Location annotation dataset excerpts:

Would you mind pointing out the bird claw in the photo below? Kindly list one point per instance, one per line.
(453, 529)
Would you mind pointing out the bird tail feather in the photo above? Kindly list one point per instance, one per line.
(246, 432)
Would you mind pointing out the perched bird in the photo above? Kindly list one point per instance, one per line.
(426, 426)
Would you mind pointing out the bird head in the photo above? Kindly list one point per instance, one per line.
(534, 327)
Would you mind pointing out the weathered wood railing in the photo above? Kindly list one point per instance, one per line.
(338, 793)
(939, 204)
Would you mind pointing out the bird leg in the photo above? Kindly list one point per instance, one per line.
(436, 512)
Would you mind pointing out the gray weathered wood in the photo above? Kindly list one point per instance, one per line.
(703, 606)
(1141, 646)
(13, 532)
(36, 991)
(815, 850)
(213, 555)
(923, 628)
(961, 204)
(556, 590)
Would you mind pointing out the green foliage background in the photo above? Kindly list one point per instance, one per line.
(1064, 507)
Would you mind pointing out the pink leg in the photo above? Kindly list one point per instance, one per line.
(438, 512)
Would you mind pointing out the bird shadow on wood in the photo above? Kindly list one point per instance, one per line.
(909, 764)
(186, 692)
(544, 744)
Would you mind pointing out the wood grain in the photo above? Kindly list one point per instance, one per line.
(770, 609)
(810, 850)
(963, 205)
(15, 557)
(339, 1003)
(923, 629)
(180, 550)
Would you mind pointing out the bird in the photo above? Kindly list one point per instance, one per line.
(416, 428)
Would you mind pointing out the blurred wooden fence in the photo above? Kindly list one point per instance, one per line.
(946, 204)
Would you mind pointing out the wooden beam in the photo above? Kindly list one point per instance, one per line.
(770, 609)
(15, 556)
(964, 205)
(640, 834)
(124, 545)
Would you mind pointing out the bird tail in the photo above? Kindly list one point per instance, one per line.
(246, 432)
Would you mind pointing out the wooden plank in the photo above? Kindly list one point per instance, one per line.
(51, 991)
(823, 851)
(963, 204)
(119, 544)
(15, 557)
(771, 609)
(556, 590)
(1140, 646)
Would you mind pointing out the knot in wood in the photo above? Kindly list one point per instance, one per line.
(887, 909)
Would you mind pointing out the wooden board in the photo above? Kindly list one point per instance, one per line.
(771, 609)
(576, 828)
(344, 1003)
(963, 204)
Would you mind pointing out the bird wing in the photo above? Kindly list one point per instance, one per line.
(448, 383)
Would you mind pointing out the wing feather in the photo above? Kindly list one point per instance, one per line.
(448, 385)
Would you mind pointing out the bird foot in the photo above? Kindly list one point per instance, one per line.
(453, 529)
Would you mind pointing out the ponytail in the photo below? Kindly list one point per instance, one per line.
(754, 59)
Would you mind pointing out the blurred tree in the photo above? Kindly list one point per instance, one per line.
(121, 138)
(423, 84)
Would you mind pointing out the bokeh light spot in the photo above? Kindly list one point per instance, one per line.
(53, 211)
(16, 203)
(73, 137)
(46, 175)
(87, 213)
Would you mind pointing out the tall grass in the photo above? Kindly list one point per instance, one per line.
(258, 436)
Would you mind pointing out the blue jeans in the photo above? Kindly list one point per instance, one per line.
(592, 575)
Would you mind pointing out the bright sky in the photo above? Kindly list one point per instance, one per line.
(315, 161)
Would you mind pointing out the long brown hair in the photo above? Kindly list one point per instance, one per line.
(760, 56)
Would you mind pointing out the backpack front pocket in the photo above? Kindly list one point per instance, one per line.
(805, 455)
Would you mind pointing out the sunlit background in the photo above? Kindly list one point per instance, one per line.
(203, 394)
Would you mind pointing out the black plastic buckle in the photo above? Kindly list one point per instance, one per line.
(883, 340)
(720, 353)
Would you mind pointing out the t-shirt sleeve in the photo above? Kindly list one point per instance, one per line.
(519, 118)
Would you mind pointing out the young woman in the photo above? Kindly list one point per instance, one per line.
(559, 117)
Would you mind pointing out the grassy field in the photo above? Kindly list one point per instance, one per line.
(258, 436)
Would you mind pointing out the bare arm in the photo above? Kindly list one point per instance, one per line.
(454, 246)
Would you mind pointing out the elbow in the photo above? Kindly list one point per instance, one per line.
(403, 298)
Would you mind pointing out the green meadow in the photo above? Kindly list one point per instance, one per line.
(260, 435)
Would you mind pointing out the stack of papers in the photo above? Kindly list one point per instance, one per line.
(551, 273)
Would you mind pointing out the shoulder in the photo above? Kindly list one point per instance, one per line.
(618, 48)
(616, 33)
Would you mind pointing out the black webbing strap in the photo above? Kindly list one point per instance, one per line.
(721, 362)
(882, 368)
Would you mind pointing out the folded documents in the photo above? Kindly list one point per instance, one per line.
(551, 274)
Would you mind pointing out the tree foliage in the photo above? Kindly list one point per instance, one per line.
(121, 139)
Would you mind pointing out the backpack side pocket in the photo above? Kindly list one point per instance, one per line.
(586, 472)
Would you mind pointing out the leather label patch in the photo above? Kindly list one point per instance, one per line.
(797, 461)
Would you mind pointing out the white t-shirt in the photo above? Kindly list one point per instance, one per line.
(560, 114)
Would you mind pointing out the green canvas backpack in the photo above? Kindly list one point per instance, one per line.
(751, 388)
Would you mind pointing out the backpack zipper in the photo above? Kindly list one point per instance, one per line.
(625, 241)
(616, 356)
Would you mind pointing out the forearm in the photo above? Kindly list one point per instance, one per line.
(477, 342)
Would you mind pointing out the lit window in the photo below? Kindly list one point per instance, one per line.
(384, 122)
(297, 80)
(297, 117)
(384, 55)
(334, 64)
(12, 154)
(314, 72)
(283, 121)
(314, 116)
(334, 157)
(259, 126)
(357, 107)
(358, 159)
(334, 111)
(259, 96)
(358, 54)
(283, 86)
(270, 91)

To do:
Reproduce the material above verbatim, line for line.

Exercise solution:
Would you mind pointing out the bird claw in the photo below? Kindly list one point per instance, one per line.
(453, 529)
Would you mind pointing out the bird tail feather in the photo above? Kindly list one point per instance, one per line.
(246, 432)
Would you mind pointing out the perched bird in the photo above? Kindly list one point per instance, one per line.
(426, 426)
Would you mind pointing out the bird head in the photo above? Kindly list one point per instance, one per line.
(534, 327)
Would you mind pointing out the weathered wood railing in the photo above? Kindly list one point per instance, one per line.
(338, 793)
(939, 204)
Would you mind pointing out the bird leg in the photo above? Kindly list one point per instance, one per line.
(436, 512)
Would you mind pointing out the gray weathered wood in the photo above? Kindly list one point per instance, one per line.
(703, 606)
(1141, 646)
(13, 532)
(36, 991)
(815, 850)
(213, 555)
(923, 628)
(961, 204)
(556, 590)
Would you mind pointing out the green foliage background in the photo above? Kindly list one point per instance, one per line.
(1064, 507)
Would you mind pointing out the pink leg in the photo above? Kindly list one point per instance, one per line.
(438, 512)
Would you mind pointing out the bird shadow on wood in the photo above? Kindly list one point per instance, one per line.
(909, 764)
(186, 692)
(544, 744)
Would you mind pointing out the wood grain in the photo above? Kindly list one point per instance, one per line.
(770, 609)
(810, 850)
(963, 205)
(15, 557)
(339, 1003)
(923, 629)
(180, 550)
Would you mind pointing out the bird in the photo above? Kindly list one point per instance, one per line.
(416, 428)
Would you mind pointing out the blurred wooden fence in the photo above? Kindly list one point per instance, one per line.
(946, 204)
Would you mind pointing out the wooden beam in the photo above? Kindly list one point per instance, one per line.
(770, 609)
(15, 556)
(964, 205)
(640, 834)
(124, 545)
Would you mind pointing out the bird tail in the photo above? Kindly list one point per instance, one per line.
(246, 432)
Would you mind pointing out the wooden plank in the photo above? Kindly list one point per instance, one per line.
(51, 991)
(823, 851)
(963, 204)
(119, 544)
(15, 557)
(771, 609)
(556, 590)
(1140, 646)
Would you mind pointing out the knot in wood in the photo above? Kindly list one point per instance, one per line.
(887, 909)
Would you mind pointing out the wooden board in the photo above? Kindly list one point per instance, one per line.
(771, 609)
(576, 828)
(344, 1003)
(963, 204)
Would you mind pointing out the bird wing in the photo above? Kindly list one point per instance, one per line.
(448, 383)
Would you mind pointing out the wing feather in the photo above? Kindly list one point per instance, one per line.
(448, 385)
Would you mind pointing out the bird foot in the photo above? Kindly list one point per instance, one per line.
(453, 529)
Would you mind pointing out the ponytail in the photo below? Kindly list one point per instance, one per line.
(754, 59)
Would you mind pointing out the blurred tree in the photo above? Kindly list one point per instance, one per line.
(121, 138)
(423, 84)
Would you mind pointing out the bokeh light spot in the photo above? Kindly list one point per instance, one per line.
(53, 211)
(16, 203)
(73, 137)
(46, 175)
(87, 213)
Would you mind pointing out the tall grass in the photo above? Kindly list one point per instance, one per line.
(258, 436)
Would you mind pointing out the blue jeans in the photo above? Kindly list one point per instance, one per line.
(592, 575)
Would you mind pointing out the bright sky in the photo above? Kindly list one point per instance, one per line.
(315, 161)
Would you mind pointing out the long brown hair in the photo above? Kindly list one point per instance, one per line.
(760, 56)
Would you mind pointing out the backpack front pocket in the photo above? Kindly list one point per instance, one per line.
(805, 455)
Would you mind pointing out the sunlit background in the photo above? Kindly list one point per instance, one per line.
(203, 394)
Would you mind pointing out the black plastic buckle in the photo above? Kindly list one point per instance, one per line.
(883, 340)
(720, 353)
Would you mind pointing out the t-shirt sleeve in the photo above? Kindly list one point per instance, one per line.
(519, 118)
Would you mind pointing out the young woman in the photo above? Kindly list one point per instance, one per line.
(559, 117)
Would you mind pointing out the grassy field in the photo above? Kindly list one point per instance, one per line.
(258, 436)
Would you mind pointing out the bare arm in the photo above? Kindly list one point per instance, one per line.
(454, 246)
Would you mind pointing out the elbow in the photo above? Kindly list one point per instance, one per line.
(403, 298)
Would you mind pointing out the green meadow in the photo above? Kindly list one point per instance, one per line.
(260, 435)
Would you mind pointing out the stack of papers in the photo above? Kindly list one point per instance, one per line.
(551, 273)
Would you mind pointing out the shoulder in the photo above? Kindly list one point per instance, one per line.
(618, 48)
(616, 33)
Would you mind pointing out the black webbing strap in the photo above? Kindly list one point per instance, one per line.
(721, 362)
(882, 368)
Would you mind pointing out the folded documents in the photo above? Kindly list one point per instance, one per line.
(551, 274)
Would you mind pointing out the tree foliage in the photo above? Kindly list one point per instance, one per line.
(121, 139)
Would you mind pointing out the backpack side pocket in the photo above? Kindly list one point per instance, one per line.
(586, 472)
Would you mind pointing out the leather label patch in the photo above? Kindly list one point per instance, one per line.
(797, 461)
Would you mind pointing out the white t-shirt in the photo above? Kindly list one point per instance, one per line.
(560, 114)
Would you mind pointing out the green canvas backpack in the photo above? Kindly list one point per instance, one per line.
(751, 388)
Would you mind pointing out the backpack zipper in the photo above? Kindly list one point per instance, one per line.
(625, 241)
(616, 356)
Would you mind pointing out the forearm in the photo above? Kindly list one point per instance, one per line.
(477, 342)
Would you mind pointing out the lit window in the photo below? Kindly list one point per instance, one per line.
(384, 122)
(297, 80)
(297, 117)
(384, 55)
(334, 64)
(12, 154)
(314, 72)
(283, 121)
(314, 116)
(334, 157)
(259, 126)
(357, 107)
(358, 159)
(334, 111)
(259, 96)
(358, 54)
(283, 86)
(270, 91)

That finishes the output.